**Directions**
Copy, without any change, the lines from the one that holds "find the house" through the final line of the material below.
Segment Open
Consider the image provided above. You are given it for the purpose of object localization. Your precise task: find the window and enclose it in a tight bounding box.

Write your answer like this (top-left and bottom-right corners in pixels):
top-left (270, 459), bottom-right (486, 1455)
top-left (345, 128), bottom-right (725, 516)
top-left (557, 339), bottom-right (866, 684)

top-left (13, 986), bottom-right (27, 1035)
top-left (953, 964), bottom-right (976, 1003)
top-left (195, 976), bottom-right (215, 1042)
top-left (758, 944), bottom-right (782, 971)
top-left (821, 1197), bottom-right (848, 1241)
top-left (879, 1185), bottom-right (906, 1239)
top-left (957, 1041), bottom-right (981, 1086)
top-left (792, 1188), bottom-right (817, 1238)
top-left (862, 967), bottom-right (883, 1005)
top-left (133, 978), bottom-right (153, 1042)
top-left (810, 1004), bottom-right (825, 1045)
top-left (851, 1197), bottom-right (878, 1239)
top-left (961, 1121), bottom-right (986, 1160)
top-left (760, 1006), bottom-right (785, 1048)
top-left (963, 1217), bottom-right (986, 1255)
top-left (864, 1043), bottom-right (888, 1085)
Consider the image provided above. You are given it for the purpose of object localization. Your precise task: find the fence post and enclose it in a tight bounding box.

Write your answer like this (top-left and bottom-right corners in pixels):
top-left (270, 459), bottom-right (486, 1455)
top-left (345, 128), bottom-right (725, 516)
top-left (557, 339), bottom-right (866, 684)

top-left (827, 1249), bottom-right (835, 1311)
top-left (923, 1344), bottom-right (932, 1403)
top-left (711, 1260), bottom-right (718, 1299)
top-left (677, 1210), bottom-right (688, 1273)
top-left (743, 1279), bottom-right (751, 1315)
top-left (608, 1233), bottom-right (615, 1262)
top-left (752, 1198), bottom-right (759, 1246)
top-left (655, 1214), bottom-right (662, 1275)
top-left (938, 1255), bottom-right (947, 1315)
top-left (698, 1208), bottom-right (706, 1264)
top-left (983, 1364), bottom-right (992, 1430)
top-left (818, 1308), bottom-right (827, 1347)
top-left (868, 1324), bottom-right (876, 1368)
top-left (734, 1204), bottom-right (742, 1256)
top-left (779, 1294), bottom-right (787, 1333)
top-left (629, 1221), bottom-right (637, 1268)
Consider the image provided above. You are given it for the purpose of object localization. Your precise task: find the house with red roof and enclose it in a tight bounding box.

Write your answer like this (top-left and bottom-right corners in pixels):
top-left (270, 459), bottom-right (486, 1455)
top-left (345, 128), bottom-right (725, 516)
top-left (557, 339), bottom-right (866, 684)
Segment Closed
**Your solution**
Consider the image provided above. You are given it for the purpose of object localization. Your precise task: find the house with red roof and enclose it in a tight bounding box.

Write your answer like this (top-left and bottom-right corners in pixels):
top-left (270, 459), bottom-right (486, 1455)
top-left (345, 128), bottom-right (725, 516)
top-left (557, 339), bottom-right (866, 684)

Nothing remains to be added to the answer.